• _What you are asked to do_: Determine how many lines in the records hold the word "Target". Return the number alone.

Task data below:

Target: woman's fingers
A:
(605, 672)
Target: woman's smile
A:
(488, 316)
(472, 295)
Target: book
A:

End of Task data.

• _Exercise response_: 3